- [Aufgabe A]:
Gib den Text des Quellauszugs zwischen „Bundesgesundheitsminister Jens Spahn“ und „lange Implantate halten.“, beide eingeschlossen, wortgetreu wieder.
- [Aufgabe B]:
Was soll sich laut dem Quellauszug mit dem Register außerdem nachprüfen lassen?

- [Quellauszug]:
========
Bundesgesundheitsminister Jens Spahn (CDU) will angesichts von Problemen mit Implantaten für mehr Transparenz bei Medizinprodukten sorgen. „Wir bauen eine industrieunabhängige Stelle auf, bei der alle verbauten Implantate gemeldet werden müssen“, sagte Spahn der „Rheinischen Post“. Zugleich räumte er Defizite ein.
Gebe es heute Probleme mit einem Medizinprodukt, habe das Bundesinstitut für Arzneimittel und Medizinprodukte (BfArM) „keinen Gesamtüberblick über alle vergleichbaren Fälle“. Das Institut habe in der Folge auch keine Chance, Patienten gezielt vor Fehlern zu warnen. Mit dem Register soll außerdem nachgeprüft werden können, wie lange Implantate halten.
========
- [Fotobasierte Daten zu referenzierenden Ausdrücken]:
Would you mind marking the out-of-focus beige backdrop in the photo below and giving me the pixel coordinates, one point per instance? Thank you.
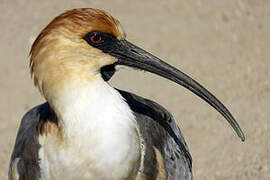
(222, 44)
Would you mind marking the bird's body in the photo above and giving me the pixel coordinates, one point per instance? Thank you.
(100, 125)
(88, 129)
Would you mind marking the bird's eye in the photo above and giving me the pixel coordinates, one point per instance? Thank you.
(96, 38)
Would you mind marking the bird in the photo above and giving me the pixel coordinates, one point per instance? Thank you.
(87, 129)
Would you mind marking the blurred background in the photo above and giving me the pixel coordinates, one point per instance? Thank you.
(222, 44)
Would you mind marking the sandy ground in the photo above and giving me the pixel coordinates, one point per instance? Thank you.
(222, 44)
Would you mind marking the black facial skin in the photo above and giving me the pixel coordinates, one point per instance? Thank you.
(130, 55)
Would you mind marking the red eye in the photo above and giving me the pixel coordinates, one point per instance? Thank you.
(96, 38)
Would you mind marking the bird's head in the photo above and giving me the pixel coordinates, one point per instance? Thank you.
(87, 44)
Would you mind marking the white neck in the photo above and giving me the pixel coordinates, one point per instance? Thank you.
(97, 119)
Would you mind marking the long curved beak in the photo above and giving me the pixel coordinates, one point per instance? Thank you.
(133, 56)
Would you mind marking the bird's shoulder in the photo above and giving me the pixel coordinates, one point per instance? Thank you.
(24, 163)
(164, 144)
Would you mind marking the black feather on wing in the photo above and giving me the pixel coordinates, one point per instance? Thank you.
(27, 146)
(159, 129)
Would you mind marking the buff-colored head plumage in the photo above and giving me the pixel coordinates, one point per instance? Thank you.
(60, 54)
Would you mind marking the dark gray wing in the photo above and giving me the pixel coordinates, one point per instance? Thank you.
(24, 163)
(159, 130)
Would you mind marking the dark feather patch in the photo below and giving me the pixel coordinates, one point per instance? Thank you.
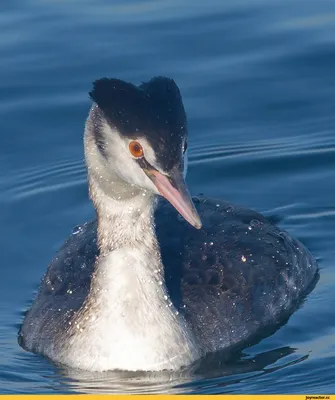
(153, 110)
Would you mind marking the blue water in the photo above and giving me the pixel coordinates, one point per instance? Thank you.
(258, 82)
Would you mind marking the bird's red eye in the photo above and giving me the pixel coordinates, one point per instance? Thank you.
(136, 149)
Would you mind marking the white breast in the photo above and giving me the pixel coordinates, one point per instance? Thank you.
(129, 322)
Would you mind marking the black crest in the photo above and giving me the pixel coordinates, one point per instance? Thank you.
(153, 110)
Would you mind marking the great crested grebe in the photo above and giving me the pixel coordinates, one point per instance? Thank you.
(140, 288)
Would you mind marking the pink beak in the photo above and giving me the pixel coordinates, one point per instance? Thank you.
(174, 189)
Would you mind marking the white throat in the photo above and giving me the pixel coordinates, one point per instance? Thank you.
(128, 321)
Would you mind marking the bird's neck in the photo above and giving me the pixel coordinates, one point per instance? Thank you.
(128, 311)
(127, 243)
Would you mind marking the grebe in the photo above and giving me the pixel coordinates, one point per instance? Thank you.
(140, 288)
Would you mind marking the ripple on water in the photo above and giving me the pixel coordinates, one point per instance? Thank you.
(40, 179)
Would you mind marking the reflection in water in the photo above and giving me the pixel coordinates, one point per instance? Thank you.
(211, 371)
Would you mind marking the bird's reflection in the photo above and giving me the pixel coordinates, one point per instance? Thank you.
(237, 369)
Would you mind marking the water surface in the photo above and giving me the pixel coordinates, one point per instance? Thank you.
(258, 82)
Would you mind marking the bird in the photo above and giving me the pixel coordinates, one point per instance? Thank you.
(159, 279)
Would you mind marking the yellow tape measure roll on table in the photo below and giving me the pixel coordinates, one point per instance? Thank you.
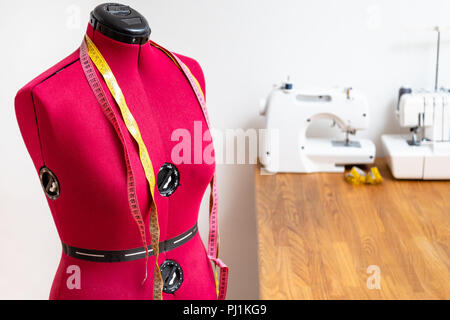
(133, 128)
(357, 176)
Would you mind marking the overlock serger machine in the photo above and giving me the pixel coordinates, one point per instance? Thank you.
(284, 146)
(425, 152)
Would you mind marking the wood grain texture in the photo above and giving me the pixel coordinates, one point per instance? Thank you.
(317, 235)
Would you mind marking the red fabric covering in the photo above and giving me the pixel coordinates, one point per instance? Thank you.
(80, 146)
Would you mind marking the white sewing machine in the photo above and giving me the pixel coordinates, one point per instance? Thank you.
(425, 153)
(284, 146)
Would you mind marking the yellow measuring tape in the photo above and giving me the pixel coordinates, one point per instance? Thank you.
(133, 128)
(358, 176)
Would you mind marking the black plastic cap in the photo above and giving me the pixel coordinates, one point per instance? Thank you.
(121, 23)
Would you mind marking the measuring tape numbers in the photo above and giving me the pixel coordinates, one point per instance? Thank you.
(89, 55)
(213, 237)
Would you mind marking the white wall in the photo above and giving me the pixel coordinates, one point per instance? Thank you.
(244, 47)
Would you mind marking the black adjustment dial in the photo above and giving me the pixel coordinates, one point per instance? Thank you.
(172, 275)
(49, 183)
(168, 179)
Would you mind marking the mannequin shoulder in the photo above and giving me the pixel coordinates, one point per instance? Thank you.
(195, 68)
(25, 92)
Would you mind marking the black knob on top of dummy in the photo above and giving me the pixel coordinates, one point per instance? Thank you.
(120, 22)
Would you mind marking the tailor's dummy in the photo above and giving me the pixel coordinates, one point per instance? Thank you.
(80, 160)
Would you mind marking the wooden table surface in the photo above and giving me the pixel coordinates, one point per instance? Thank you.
(317, 235)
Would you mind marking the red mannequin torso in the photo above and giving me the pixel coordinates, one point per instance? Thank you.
(65, 129)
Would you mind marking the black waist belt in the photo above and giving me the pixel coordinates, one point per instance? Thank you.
========
- [Antwort A]:
Bundesgesundheitsminister Jens Spahn (CDU) will angesichts von Problemen mit Implantaten für mehr Transparenz bei Medizinprodukten sorgen. „Wir bauen eine industrieunabhängige Stelle auf, bei der alle verbauten Implantate gemeldet werden müssen“, sagte Spahn der „Rheinischen Post“. Zugleich räumte er Defizite ein.
Gebe es heute Probleme mit einem Medizinprodukt, habe das Bundesinstitut für Arzneimittel und Medizinprodukte (BfArM) „keinen Gesamtüberblick über alle vergleichbaren Fälle“. Das Institut habe in der Folge auch keine Chance, Patienten gezielt vor Fehlern zu warnen. Mit dem Register soll außerdem nachgeprüft werden können, wie lange Implantate halten.

- [Antwort B]:
Wie lange Implantate halten.